● Task to complete: Both the line containing "Map the spotted" and the line containing "Map the bird's eye." belong to the span. Output exactly that span from the listing below, and nothing outside it.

● Records supplied:
........
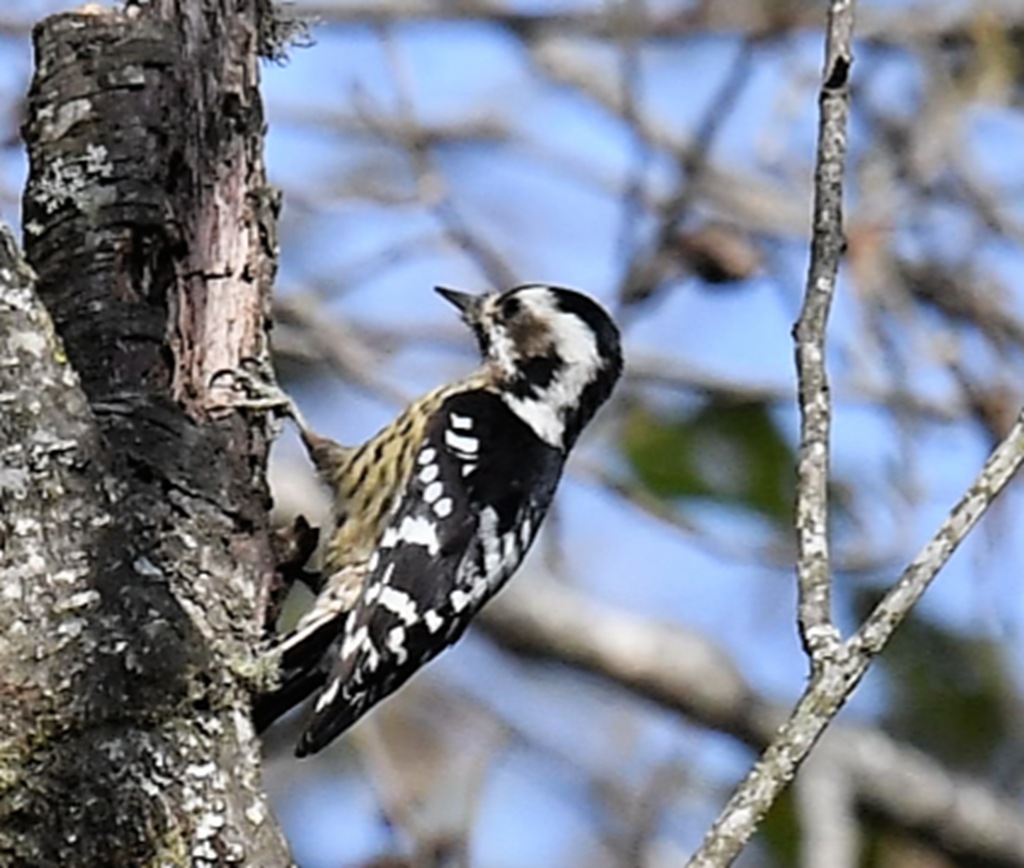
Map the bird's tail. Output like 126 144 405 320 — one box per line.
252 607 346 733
........
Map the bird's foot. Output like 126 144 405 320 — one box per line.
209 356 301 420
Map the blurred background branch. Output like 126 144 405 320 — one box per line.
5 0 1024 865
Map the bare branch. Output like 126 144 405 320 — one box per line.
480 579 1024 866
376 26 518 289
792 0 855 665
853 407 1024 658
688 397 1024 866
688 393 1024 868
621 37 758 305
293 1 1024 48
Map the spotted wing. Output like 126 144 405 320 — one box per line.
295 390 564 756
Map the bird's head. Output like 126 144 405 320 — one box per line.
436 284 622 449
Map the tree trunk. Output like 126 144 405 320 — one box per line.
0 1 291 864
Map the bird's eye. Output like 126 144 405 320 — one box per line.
........
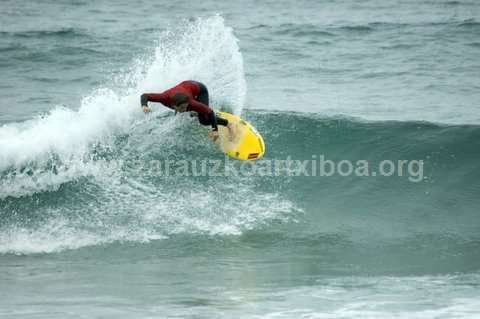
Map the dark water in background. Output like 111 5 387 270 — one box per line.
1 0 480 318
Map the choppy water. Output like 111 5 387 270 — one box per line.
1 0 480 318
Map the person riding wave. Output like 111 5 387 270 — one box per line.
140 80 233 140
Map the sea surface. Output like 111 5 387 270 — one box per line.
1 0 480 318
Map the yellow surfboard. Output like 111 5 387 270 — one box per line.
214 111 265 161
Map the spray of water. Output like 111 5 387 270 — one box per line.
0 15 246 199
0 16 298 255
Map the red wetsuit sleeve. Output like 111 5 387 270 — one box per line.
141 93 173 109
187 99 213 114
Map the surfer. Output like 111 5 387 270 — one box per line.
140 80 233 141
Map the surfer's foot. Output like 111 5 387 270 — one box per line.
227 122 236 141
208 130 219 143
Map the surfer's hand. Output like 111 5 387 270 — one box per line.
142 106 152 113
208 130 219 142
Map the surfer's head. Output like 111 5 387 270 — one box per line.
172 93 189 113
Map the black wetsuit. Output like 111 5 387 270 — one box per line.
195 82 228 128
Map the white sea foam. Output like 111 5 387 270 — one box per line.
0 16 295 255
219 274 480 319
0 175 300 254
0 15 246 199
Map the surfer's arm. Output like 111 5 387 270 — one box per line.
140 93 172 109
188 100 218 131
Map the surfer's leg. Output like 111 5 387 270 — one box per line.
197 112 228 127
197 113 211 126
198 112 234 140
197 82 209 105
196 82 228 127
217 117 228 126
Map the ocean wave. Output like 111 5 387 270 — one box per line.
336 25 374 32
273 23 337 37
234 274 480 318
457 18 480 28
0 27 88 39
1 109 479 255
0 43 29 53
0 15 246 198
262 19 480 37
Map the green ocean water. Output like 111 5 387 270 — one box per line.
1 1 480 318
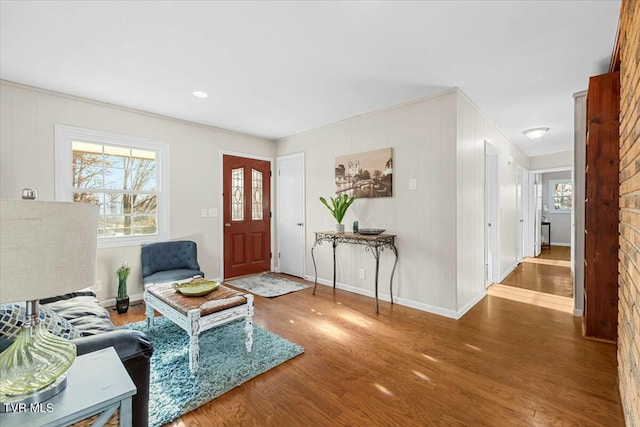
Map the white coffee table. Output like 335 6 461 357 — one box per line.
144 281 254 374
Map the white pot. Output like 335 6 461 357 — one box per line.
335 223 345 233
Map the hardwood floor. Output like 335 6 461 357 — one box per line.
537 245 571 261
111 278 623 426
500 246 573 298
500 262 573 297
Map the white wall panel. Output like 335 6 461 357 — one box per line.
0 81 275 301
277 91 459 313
........
● Result below:
Map the spotted wing. Output like 126 144 405 320 — one box per line.
295 390 564 756
Map the bird's head. Output like 126 144 405 320 — one box per line.
436 284 622 449
Map the tree trunk. Output like 126 144 405 320 — one box per line.
0 1 291 864
Map the bird's eye. Output like 126 144 405 320 — one box per line.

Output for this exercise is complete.